Todo o acampamento estava no limite. “Não sei se vou viver até os 28 anos,” disse Jimi a um entrevistador no dia seguinte. “Quero dizer, no momento sinto que não tenho mais nada a oferecer musicalmente. Não estarei mais neste planeta, a menos que tenha uma esposa e filhos – caso contrário, não tenho mais nada para viver.”

Com Jimi sob o efeito de uma febre intensa, naquela noite a banda tocou em Aarhus, Dinamarca, interrompendo o show após apenas três músicas (ele só havia parado um show antes: na última apresentação do Band Of Gypsys no Madison Square Garden, em janeiro daquele ano).

Uma namorada, Kirsten Nefer, lembrou que, quando o encontrou mais cedo naquele dia, ele estava “tremendo” e “agindo de maneira estranha”, dizendo-lhe: “Não quero que me veja assim”. Nefer diz que Jimi nem conseguiu afinar a guitarra antes de subir ao palco. Ajudado pelos roadies, ele foi escoltado para fora minutos depois, com Mitch Mitchell cobrindo sua saída com um longo solo de bateria.

Registros extraídos:
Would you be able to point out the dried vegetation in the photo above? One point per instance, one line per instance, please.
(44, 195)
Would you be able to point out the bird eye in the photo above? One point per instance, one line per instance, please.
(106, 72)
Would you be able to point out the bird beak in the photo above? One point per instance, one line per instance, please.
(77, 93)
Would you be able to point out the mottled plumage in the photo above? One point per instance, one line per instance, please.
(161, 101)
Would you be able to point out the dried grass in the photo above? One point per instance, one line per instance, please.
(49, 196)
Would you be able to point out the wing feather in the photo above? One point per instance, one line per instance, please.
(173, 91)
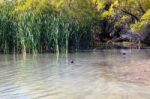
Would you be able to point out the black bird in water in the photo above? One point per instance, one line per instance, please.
(72, 62)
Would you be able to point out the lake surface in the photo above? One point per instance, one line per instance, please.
(93, 75)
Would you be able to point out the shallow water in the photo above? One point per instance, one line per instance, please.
(93, 75)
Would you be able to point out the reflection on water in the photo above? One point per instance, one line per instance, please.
(93, 75)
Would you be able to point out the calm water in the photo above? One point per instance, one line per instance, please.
(91, 76)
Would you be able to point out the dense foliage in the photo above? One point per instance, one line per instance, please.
(58, 25)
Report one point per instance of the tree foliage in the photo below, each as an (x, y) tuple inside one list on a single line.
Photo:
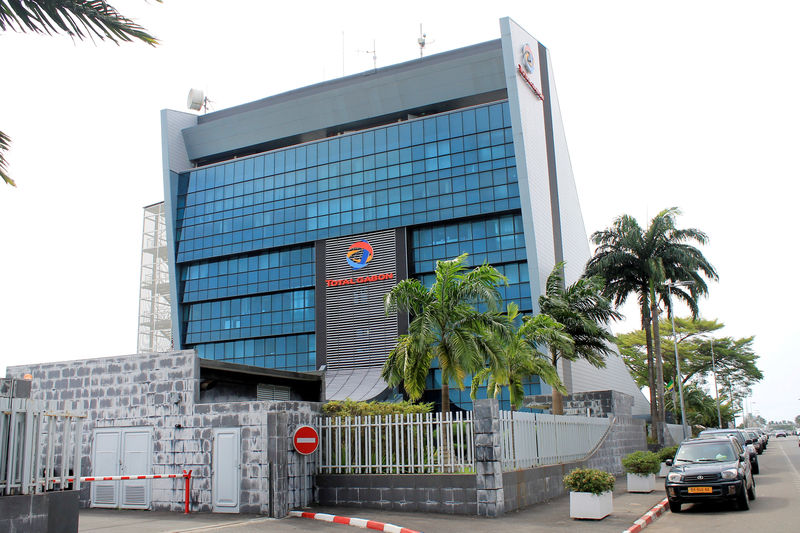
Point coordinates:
[(80, 19), (736, 362), (648, 262), (522, 356), (585, 313)]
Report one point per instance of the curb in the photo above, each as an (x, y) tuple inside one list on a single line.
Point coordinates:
[(649, 517), (358, 522)]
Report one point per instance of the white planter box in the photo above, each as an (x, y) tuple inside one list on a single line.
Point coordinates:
[(640, 483), (591, 506)]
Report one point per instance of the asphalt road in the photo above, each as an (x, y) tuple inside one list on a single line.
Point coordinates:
[(776, 507)]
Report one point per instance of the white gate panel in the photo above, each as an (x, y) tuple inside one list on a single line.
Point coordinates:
[(136, 461), (105, 463), (225, 477)]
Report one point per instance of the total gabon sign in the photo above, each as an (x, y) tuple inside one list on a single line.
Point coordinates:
[(305, 440), (359, 254)]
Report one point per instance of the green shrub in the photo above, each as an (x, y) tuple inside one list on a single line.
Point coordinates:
[(351, 408), (589, 480), (642, 463), (667, 452)]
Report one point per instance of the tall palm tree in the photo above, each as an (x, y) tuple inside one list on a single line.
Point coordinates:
[(80, 19), (585, 313), (641, 261), (445, 325), (523, 358)]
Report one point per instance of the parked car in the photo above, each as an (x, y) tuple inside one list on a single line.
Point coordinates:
[(755, 440), (739, 435), (710, 469)]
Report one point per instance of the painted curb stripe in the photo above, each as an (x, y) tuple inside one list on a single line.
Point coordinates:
[(358, 522), (649, 517)]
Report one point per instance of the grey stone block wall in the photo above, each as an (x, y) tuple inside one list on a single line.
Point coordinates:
[(440, 493), (160, 391), (50, 512), (490, 492)]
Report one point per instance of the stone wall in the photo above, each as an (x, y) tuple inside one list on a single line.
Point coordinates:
[(50, 512), (490, 491), (444, 493), (160, 391)]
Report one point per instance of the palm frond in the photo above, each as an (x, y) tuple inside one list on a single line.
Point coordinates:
[(80, 19), (5, 143)]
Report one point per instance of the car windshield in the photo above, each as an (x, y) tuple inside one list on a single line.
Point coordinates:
[(718, 434), (705, 452)]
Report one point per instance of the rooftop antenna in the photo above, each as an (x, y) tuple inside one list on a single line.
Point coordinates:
[(421, 40), (197, 100)]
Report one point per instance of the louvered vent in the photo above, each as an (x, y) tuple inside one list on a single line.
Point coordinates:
[(272, 392), (359, 334), (104, 494)]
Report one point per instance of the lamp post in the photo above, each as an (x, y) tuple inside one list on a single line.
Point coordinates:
[(671, 286), (716, 391)]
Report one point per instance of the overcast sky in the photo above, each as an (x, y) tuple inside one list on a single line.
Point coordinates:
[(692, 104)]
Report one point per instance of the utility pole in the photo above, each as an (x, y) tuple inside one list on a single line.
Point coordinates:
[(716, 391)]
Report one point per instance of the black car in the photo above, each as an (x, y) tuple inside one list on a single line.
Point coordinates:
[(740, 437), (710, 470)]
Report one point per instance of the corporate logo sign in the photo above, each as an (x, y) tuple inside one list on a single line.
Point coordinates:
[(359, 254), (528, 66)]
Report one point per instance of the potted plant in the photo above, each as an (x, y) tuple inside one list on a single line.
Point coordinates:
[(590, 493), (641, 468), (665, 453)]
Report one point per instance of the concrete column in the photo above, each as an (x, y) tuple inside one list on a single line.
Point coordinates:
[(488, 458)]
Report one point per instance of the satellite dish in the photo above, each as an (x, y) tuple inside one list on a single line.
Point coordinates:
[(196, 100)]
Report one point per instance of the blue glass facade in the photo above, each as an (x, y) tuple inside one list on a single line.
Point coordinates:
[(246, 228)]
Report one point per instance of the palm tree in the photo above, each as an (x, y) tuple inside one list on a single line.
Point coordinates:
[(445, 325), (641, 261), (80, 19), (585, 313), (522, 357)]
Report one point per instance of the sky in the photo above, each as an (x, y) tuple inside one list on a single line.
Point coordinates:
[(683, 103)]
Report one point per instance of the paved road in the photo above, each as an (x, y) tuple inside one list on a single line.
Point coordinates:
[(549, 517), (776, 508)]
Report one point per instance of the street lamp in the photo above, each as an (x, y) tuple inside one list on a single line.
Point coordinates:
[(670, 286), (716, 391)]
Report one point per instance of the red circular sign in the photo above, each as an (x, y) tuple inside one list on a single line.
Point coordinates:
[(306, 440)]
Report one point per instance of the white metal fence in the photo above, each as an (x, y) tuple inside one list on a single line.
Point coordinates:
[(532, 439), (398, 444), (40, 449)]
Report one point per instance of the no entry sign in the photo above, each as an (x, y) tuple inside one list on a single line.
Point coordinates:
[(306, 440)]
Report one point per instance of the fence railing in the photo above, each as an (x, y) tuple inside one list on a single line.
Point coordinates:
[(40, 449), (533, 439), (398, 444)]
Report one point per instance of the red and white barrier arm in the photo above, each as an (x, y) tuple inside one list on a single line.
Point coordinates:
[(187, 475), (358, 522), (123, 478)]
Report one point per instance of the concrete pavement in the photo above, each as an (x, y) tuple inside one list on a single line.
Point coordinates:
[(545, 517)]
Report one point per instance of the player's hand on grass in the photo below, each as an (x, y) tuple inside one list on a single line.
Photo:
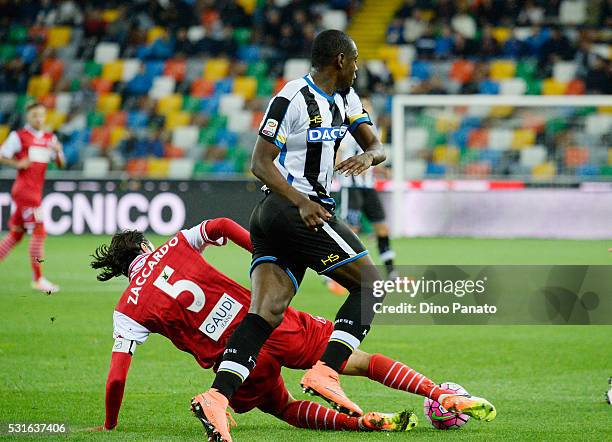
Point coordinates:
[(22, 164), (355, 165), (313, 214)]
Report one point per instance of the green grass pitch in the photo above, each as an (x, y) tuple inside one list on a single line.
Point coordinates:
[(547, 381)]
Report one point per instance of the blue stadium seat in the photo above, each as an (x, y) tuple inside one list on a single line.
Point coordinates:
[(224, 86), (227, 138), (249, 53), (421, 70), (489, 87), (154, 69), (137, 119), (435, 169)]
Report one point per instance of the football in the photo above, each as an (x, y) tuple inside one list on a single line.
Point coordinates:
[(439, 417)]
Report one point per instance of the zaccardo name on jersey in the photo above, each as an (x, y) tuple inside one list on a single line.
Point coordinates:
[(326, 133)]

_Descrição da tarefa:_
Você pode reproduzir na íntegra, sem alterar nada, o trecho sobre o show de Jimi em Aarhus? As linhas são um material à parte, independente do trecho.

_A resposta:_
Todo o acampamento estava no limite. “Não sei se vou viver até os 28 anos,” disse Jimi a um entrevistador no dia seguinte. “Quero dizer, no momento sinto que não tenho mais nada a oferecer musicalmente. Não estarei mais neste planeta, a menos que tenha uma esposa e filhos – caso contrário, não tenho mais nada para viver.”

Com Jimi sob o efeito de uma febre intensa, naquela noite a banda tocou em Aarhus, Dinamarca, interrompendo o show após apenas três músicas (ele só havia parado um show antes: na última apresentação do Band Of Gypsys no Madison Square Garden, em janeiro daquele ano).

Uma namorada, Kirsten Nefer, lembrou que, quando o encontrou mais cedo naquele dia, ele estava “tremendo” e “agindo de maneira estranha”, dizendo-lhe: “Não quero que me veja assim”. Nefer diz que Jimi nem conseguiu afinar a guitarra antes de subir ao palco. Ajudado pelos roadies, ele foi escoltado para fora minutos depois, com Mitch Mitchell cobrindo sua saída com um longo solo de bateria.